WHAT IS EXPECTED:
Gather every line of the listing below that contains the string "mast". Letter case counts.

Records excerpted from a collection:
....

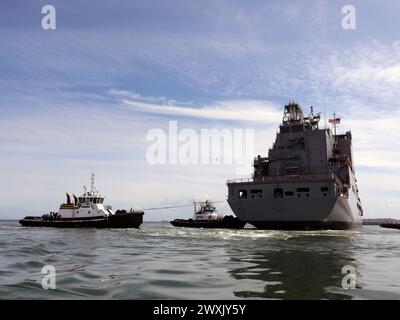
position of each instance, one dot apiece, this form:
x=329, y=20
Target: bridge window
x=242, y=194
x=256, y=193
x=278, y=193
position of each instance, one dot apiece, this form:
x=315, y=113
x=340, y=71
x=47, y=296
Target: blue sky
x=81, y=98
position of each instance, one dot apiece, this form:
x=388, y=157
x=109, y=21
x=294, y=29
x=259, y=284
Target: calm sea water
x=159, y=261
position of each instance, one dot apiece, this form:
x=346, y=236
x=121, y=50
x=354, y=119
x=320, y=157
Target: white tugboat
x=87, y=210
x=306, y=182
x=206, y=215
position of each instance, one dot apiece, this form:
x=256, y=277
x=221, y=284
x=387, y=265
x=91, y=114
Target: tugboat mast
x=92, y=187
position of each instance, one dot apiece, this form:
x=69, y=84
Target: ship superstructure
x=307, y=181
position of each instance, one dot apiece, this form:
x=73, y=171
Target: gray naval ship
x=306, y=182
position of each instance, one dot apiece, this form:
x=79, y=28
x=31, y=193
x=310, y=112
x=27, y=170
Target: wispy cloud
x=236, y=110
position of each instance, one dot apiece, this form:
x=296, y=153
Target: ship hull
x=228, y=222
x=128, y=220
x=305, y=213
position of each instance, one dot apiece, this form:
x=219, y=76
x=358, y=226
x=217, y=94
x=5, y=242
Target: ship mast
x=334, y=123
x=92, y=187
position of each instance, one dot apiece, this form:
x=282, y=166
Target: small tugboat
x=206, y=216
x=86, y=211
x=394, y=225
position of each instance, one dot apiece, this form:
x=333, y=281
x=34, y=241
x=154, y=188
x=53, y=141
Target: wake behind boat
x=207, y=216
x=87, y=210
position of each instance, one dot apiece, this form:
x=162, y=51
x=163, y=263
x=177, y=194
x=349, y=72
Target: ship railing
x=305, y=174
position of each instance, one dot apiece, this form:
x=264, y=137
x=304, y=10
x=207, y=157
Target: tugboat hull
x=228, y=222
x=123, y=220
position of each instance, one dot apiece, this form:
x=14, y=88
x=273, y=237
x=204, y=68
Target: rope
x=173, y=207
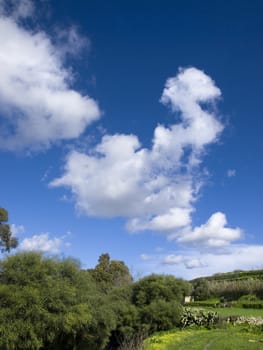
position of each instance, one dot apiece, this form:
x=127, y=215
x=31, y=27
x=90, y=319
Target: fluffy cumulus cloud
x=191, y=264
x=37, y=104
x=188, y=261
x=214, y=233
x=42, y=243
x=154, y=188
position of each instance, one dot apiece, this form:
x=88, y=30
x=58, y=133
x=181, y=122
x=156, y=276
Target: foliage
x=232, y=285
x=159, y=287
x=7, y=242
x=48, y=303
x=199, y=318
x=110, y=273
x=216, y=339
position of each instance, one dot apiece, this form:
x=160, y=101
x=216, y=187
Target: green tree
x=7, y=242
x=50, y=304
x=158, y=299
x=110, y=273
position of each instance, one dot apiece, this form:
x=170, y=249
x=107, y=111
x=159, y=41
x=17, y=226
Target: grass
x=216, y=339
x=231, y=311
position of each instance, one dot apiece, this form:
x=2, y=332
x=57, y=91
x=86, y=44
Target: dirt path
x=207, y=346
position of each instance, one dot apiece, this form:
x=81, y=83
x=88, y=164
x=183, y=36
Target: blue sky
x=134, y=128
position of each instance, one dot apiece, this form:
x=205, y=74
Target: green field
x=216, y=339
x=234, y=311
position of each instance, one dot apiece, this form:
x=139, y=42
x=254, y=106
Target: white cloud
x=191, y=264
x=231, y=173
x=17, y=9
x=213, y=233
x=43, y=243
x=145, y=257
x=37, y=105
x=153, y=188
x=173, y=259
x=188, y=262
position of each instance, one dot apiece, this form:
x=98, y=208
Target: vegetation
x=230, y=285
x=50, y=303
x=7, y=242
x=47, y=303
x=216, y=339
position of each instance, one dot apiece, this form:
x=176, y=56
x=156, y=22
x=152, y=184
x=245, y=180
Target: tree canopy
x=7, y=242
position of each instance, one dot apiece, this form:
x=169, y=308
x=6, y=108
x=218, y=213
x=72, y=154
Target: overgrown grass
x=216, y=339
x=230, y=311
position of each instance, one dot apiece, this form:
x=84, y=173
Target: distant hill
x=233, y=276
x=232, y=285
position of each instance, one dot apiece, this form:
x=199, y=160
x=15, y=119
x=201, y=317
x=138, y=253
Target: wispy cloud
x=191, y=263
x=44, y=243
x=37, y=104
x=231, y=173
x=16, y=229
x=155, y=189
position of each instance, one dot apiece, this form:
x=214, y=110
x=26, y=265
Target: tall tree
x=7, y=242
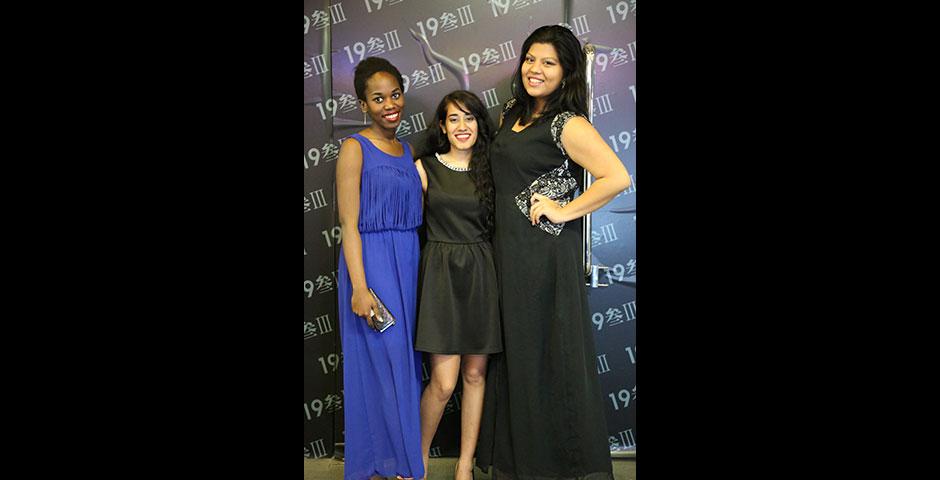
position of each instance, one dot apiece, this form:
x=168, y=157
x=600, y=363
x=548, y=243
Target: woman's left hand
x=544, y=206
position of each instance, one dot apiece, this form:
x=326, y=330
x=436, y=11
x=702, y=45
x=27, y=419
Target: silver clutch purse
x=381, y=319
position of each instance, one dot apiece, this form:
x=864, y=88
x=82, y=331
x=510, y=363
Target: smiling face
x=541, y=71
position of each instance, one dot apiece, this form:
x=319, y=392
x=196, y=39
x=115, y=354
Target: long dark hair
x=570, y=97
x=480, y=172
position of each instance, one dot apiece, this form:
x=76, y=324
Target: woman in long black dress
x=543, y=414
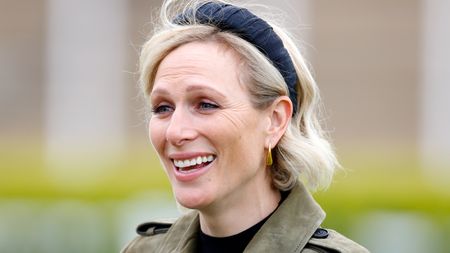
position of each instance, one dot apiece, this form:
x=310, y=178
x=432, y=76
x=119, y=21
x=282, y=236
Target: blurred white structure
x=85, y=81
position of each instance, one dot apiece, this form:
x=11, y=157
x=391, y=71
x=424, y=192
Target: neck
x=233, y=216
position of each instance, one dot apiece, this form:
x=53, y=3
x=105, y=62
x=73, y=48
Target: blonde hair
x=303, y=150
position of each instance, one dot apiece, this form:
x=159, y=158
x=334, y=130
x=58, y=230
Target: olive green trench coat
x=292, y=228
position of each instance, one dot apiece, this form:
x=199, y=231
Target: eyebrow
x=190, y=88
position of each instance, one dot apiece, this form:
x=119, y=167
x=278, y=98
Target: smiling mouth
x=193, y=164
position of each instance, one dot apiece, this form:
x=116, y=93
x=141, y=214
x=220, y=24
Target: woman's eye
x=162, y=109
x=207, y=106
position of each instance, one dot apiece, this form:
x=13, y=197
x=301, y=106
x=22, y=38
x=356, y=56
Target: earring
x=269, y=160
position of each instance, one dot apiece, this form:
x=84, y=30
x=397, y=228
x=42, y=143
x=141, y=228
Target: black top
x=235, y=243
x=230, y=244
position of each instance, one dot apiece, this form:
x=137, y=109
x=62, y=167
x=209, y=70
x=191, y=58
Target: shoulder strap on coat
x=154, y=227
x=327, y=240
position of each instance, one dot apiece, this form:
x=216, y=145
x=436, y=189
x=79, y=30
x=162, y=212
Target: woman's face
x=207, y=134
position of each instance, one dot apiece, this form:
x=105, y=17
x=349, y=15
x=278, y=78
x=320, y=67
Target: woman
x=234, y=124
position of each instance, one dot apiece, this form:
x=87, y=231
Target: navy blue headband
x=253, y=29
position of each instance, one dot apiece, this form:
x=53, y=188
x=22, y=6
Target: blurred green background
x=77, y=172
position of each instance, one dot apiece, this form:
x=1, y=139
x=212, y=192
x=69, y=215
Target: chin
x=192, y=199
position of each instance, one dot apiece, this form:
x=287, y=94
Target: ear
x=280, y=116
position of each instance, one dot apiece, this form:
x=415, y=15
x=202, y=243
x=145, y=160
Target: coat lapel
x=291, y=226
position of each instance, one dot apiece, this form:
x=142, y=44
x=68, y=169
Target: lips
x=190, y=168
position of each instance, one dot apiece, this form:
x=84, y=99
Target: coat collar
x=287, y=230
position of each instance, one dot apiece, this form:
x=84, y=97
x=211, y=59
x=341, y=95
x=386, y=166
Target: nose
x=180, y=129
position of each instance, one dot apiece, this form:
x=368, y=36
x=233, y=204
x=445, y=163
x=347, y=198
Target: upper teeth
x=193, y=161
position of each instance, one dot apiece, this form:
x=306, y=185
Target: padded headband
x=253, y=29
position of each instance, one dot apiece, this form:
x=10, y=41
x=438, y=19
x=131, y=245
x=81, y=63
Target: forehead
x=204, y=61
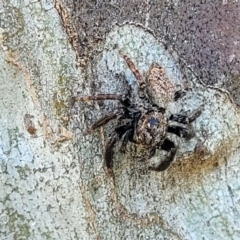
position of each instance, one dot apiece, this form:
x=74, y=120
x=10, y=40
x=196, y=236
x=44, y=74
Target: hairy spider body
x=147, y=119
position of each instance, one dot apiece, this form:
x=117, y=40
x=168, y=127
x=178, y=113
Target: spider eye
x=152, y=122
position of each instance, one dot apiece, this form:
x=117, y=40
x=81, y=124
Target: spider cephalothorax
x=146, y=118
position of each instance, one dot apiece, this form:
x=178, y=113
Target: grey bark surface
x=53, y=181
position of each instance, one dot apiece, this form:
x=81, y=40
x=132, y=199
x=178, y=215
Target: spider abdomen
x=151, y=129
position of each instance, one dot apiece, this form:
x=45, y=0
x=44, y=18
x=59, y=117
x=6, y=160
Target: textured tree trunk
x=54, y=183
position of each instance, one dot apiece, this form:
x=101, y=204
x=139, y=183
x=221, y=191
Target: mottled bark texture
x=53, y=181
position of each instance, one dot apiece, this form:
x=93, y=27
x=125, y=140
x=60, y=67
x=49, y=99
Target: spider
x=145, y=114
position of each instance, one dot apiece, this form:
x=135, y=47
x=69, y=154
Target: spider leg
x=134, y=70
x=124, y=100
x=102, y=121
x=181, y=131
x=185, y=119
x=115, y=137
x=169, y=146
x=179, y=94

....

COMPLETE OUTPUT:
Target: tugboat mast
Target: ship mast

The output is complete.